WORK INSTRUCTIONS: How many lines in the items below contain the word "deck"? Case matters, so reply with the number only.

THE DATA:
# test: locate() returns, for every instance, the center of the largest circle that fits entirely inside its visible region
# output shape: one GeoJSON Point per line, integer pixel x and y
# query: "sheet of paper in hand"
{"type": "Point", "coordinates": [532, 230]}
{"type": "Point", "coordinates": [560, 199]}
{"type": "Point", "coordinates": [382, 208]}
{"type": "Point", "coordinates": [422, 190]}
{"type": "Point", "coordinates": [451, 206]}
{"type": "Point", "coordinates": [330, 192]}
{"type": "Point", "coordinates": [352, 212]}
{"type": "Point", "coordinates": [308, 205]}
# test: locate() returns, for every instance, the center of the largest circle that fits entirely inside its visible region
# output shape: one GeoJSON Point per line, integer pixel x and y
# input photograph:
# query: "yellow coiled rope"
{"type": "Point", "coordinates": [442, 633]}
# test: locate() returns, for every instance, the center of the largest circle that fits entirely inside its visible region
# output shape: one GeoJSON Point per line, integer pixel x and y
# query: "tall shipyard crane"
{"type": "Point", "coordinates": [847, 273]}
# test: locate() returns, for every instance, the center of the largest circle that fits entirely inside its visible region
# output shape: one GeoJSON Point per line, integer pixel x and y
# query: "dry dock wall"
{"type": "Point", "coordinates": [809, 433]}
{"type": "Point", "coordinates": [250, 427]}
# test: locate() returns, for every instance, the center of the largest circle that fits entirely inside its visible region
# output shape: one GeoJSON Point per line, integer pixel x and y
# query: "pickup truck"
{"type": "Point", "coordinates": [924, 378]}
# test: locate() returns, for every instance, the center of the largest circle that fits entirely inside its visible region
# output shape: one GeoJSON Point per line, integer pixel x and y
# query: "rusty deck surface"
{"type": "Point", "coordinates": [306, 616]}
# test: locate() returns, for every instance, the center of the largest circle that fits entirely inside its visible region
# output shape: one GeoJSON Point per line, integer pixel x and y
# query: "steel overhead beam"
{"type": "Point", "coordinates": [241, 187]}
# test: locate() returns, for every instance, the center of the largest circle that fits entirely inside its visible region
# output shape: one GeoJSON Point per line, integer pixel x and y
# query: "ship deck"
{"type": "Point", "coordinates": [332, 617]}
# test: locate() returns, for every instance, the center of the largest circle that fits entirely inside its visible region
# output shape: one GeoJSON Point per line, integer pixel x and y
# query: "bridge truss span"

RESPONSE BELOW: 2